Stored data entries:
*-*-*

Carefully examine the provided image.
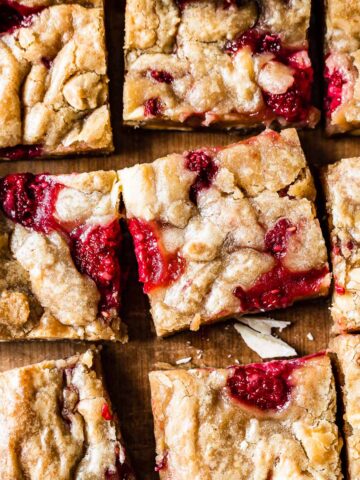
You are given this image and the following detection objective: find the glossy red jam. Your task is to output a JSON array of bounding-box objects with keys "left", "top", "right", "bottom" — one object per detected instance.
[
  {"left": 335, "top": 282, "right": 346, "bottom": 295},
  {"left": 0, "top": 145, "right": 43, "bottom": 160},
  {"left": 0, "top": 173, "right": 63, "bottom": 233},
  {"left": 227, "top": 353, "right": 323, "bottom": 410},
  {"left": 234, "top": 261, "right": 328, "bottom": 312},
  {"left": 224, "top": 28, "right": 313, "bottom": 122},
  {"left": 144, "top": 98, "right": 164, "bottom": 117},
  {"left": 70, "top": 220, "right": 121, "bottom": 318},
  {"left": 150, "top": 70, "right": 174, "bottom": 84},
  {"left": 185, "top": 150, "right": 218, "bottom": 204},
  {"left": 234, "top": 218, "right": 328, "bottom": 312},
  {"left": 0, "top": 173, "right": 121, "bottom": 318},
  {"left": 224, "top": 28, "right": 281, "bottom": 54},
  {"left": 0, "top": 0, "right": 45, "bottom": 35},
  {"left": 265, "top": 218, "right": 296, "bottom": 256},
  {"left": 128, "top": 218, "right": 185, "bottom": 293},
  {"left": 263, "top": 63, "right": 313, "bottom": 122},
  {"left": 325, "top": 67, "right": 346, "bottom": 117}
]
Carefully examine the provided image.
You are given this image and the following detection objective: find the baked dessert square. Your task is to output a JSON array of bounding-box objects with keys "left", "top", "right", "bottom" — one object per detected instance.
[
  {"left": 0, "top": 0, "right": 113, "bottom": 160},
  {"left": 0, "top": 350, "right": 135, "bottom": 480},
  {"left": 323, "top": 158, "right": 360, "bottom": 333},
  {"left": 325, "top": 0, "right": 360, "bottom": 135},
  {"left": 124, "top": 0, "right": 319, "bottom": 129},
  {"left": 119, "top": 129, "right": 330, "bottom": 335},
  {"left": 0, "top": 171, "right": 126, "bottom": 341},
  {"left": 330, "top": 335, "right": 360, "bottom": 480},
  {"left": 150, "top": 354, "right": 343, "bottom": 480}
]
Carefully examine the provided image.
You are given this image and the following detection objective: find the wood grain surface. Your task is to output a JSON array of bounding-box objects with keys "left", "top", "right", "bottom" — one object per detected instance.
[{"left": 0, "top": 0, "right": 360, "bottom": 480}]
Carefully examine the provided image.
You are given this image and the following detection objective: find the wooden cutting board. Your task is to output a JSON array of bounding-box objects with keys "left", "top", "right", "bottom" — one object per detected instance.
[{"left": 0, "top": 0, "right": 360, "bottom": 479}]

*-*-*

▶ _Stated problem_: Transcribe the material exactly, and leave out whatever pictures it holds.

▶ _Task result_:
Carefully examine the provided image.
You are given this image and the following detection objective: find the glossy red jam. Your task is to output a JSON array of bounding-box objects with keys "left", "top", "right", "bottom" — one object per detected instance.
[
  {"left": 335, "top": 282, "right": 346, "bottom": 295},
  {"left": 0, "top": 145, "right": 43, "bottom": 160},
  {"left": 0, "top": 173, "right": 63, "bottom": 233},
  {"left": 227, "top": 353, "right": 323, "bottom": 410},
  {"left": 234, "top": 261, "right": 328, "bottom": 312},
  {"left": 224, "top": 28, "right": 313, "bottom": 122},
  {"left": 144, "top": 98, "right": 164, "bottom": 117},
  {"left": 70, "top": 220, "right": 121, "bottom": 318},
  {"left": 150, "top": 70, "right": 174, "bottom": 84},
  {"left": 185, "top": 150, "right": 218, "bottom": 204},
  {"left": 234, "top": 218, "right": 328, "bottom": 312},
  {"left": 0, "top": 173, "right": 121, "bottom": 318},
  {"left": 224, "top": 28, "right": 281, "bottom": 54},
  {"left": 0, "top": 0, "right": 45, "bottom": 35},
  {"left": 265, "top": 218, "right": 296, "bottom": 256},
  {"left": 128, "top": 218, "right": 185, "bottom": 293},
  {"left": 263, "top": 63, "right": 313, "bottom": 122},
  {"left": 325, "top": 67, "right": 346, "bottom": 117}
]
Carefully examine the provided image.
You are given this image and the following detection objective: find the baked dessert square. Your task is to output a JSON array of bounding-box objects with keys "left", "top", "right", "bottom" — one object per detected instance.
[
  {"left": 0, "top": 0, "right": 113, "bottom": 160},
  {"left": 0, "top": 350, "right": 135, "bottom": 480},
  {"left": 323, "top": 158, "right": 360, "bottom": 333},
  {"left": 325, "top": 0, "right": 360, "bottom": 135},
  {"left": 124, "top": 0, "right": 319, "bottom": 129},
  {"left": 119, "top": 129, "right": 330, "bottom": 335},
  {"left": 0, "top": 171, "right": 126, "bottom": 341},
  {"left": 330, "top": 335, "right": 360, "bottom": 480},
  {"left": 150, "top": 354, "right": 343, "bottom": 480}
]
Carefully examine the provided image.
You are given this image and the following detection objective: find the wood grain surface. Your task is to output a JSON array of bounding-box objects with keys "left", "top", "right", "bottom" — one object per detected instance.
[{"left": 0, "top": 0, "right": 360, "bottom": 480}]
Carefully examine the provided image.
You are given this image and the following detection objective: find the wooden cutting board. Your task is to output a JSON array of bounding-box objects with keys "left", "top", "right", "bottom" — one object per detected instance.
[{"left": 0, "top": 0, "right": 360, "bottom": 479}]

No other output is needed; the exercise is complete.